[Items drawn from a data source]
====

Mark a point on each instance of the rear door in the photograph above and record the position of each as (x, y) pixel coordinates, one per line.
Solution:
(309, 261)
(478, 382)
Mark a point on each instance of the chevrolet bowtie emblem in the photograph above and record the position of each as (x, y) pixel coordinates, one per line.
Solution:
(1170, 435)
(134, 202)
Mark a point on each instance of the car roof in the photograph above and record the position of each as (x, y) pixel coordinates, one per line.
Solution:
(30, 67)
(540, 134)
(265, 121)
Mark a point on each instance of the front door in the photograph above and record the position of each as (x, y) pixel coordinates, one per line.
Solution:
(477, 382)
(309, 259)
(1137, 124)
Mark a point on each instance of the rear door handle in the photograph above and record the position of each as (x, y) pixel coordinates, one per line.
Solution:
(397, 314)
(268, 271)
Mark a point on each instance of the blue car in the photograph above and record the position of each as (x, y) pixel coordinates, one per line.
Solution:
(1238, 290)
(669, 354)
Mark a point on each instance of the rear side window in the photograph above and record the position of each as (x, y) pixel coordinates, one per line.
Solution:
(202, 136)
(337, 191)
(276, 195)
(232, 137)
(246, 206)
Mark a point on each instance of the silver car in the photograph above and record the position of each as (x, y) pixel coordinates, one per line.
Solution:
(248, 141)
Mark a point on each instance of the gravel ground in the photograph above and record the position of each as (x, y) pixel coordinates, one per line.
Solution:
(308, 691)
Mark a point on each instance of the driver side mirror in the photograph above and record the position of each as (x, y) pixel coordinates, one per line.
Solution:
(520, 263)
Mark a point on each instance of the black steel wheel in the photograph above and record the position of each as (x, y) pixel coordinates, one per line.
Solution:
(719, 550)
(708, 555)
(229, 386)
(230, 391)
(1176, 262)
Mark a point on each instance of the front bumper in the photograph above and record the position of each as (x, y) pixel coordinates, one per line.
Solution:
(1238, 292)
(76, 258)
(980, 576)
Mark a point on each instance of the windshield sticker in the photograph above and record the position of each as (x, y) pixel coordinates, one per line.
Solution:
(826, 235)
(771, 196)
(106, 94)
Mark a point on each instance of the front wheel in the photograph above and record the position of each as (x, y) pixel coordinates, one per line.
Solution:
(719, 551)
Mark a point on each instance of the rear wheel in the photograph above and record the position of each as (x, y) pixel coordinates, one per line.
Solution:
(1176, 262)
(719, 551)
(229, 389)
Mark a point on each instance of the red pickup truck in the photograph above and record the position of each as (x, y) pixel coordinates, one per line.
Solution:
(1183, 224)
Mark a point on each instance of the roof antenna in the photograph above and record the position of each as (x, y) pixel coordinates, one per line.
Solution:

====

> [Given request]:
Reproduce all of the material above word for word, keeping every line in its original order.

> [Output of the task]:
Mark a point on each instance of the rear door in the photograph above and record the position of each as (x, y) pixel coordinates, one per line.
Solution:
(309, 261)
(478, 382)
Mark a point on each instance of the chevrolet bowtie emblem in the photograph above and record the position of each as (x, y) pixel coordinates, one per line.
Solution:
(1170, 435)
(134, 202)
Mark a point on each instance of the car roof in the photograph above and record the position of each as (x, y) pixel coordinates, one per line.
Solution:
(30, 67)
(540, 134)
(265, 121)
Mark a point on each instance of the front door in the photograph above and record the position of each as (x, y) pixel coordinates, one per line.
Solution:
(477, 382)
(309, 259)
(1137, 124)
Mark a point on each instance of the rear door handle in the photograph above and record the position of each as (x, y) pixel coordinates, one per line.
Solution:
(397, 314)
(268, 271)
Mark a point on each instance of the blue car in the photograph above and record the position of each as (x, y) pixel coordinates, one per line.
Solution:
(1238, 290)
(669, 354)
Mark a point on each instance of the rear side window in the photograph above and record the position of each as (x, y) pixel coordinates, one per line.
Solution:
(202, 136)
(337, 191)
(276, 195)
(232, 137)
(246, 206)
Mark a point on each instance of the silver car in the photograph above and record the position of each as (x, y) pixel coordinates, one per line.
Solution:
(248, 141)
Mark a point on each instance of the gravel ground in the photograph above and record the position of each as (x, y) pixel coordinates, one per line.
Solution:
(308, 691)
Mark a point on each instance of the driver side mirror in the photograph above and record the position of each as (x, y) pixel coordinates, one per line.
Solution:
(520, 263)
Mark a point on each instance of the black steel wheel in the photograph above and record the position of each as (x, y) pixel coordinates, one per line.
Solution:
(719, 550)
(708, 555)
(229, 386)
(230, 391)
(1176, 262)
Mark a point on each instance of the front bumper in the photograph above and record the position of each as (x, y) pixel coordinates, one per line.
Solution:
(1238, 292)
(76, 258)
(980, 576)
Mark a point on each instance of the windshield sticker in the photograph above and record the position of each as (x, y) pixel coordinates, one per line.
Solution:
(826, 235)
(771, 196)
(106, 94)
Mark a point on each instance of the front wheel in the photograph above and record the position of each as (x, y) pixel coordinates, one per line.
Solution:
(719, 551)
Mark a point on each instance of the rear wheel in the photograph above and record the position of each as (x, y) pixel coordinates, one per line.
Solution:
(1176, 262)
(719, 551)
(229, 389)
Mark a point on each instance of the red pickup truck in the photograph above and record the position of each as (x, y) pixel coordinates, one per line.
Solution:
(1183, 224)
Mark a point on each instance of the roof antenna in the photograph above and record the position of each as (x, y) pixel coordinates, one per line.
Solution:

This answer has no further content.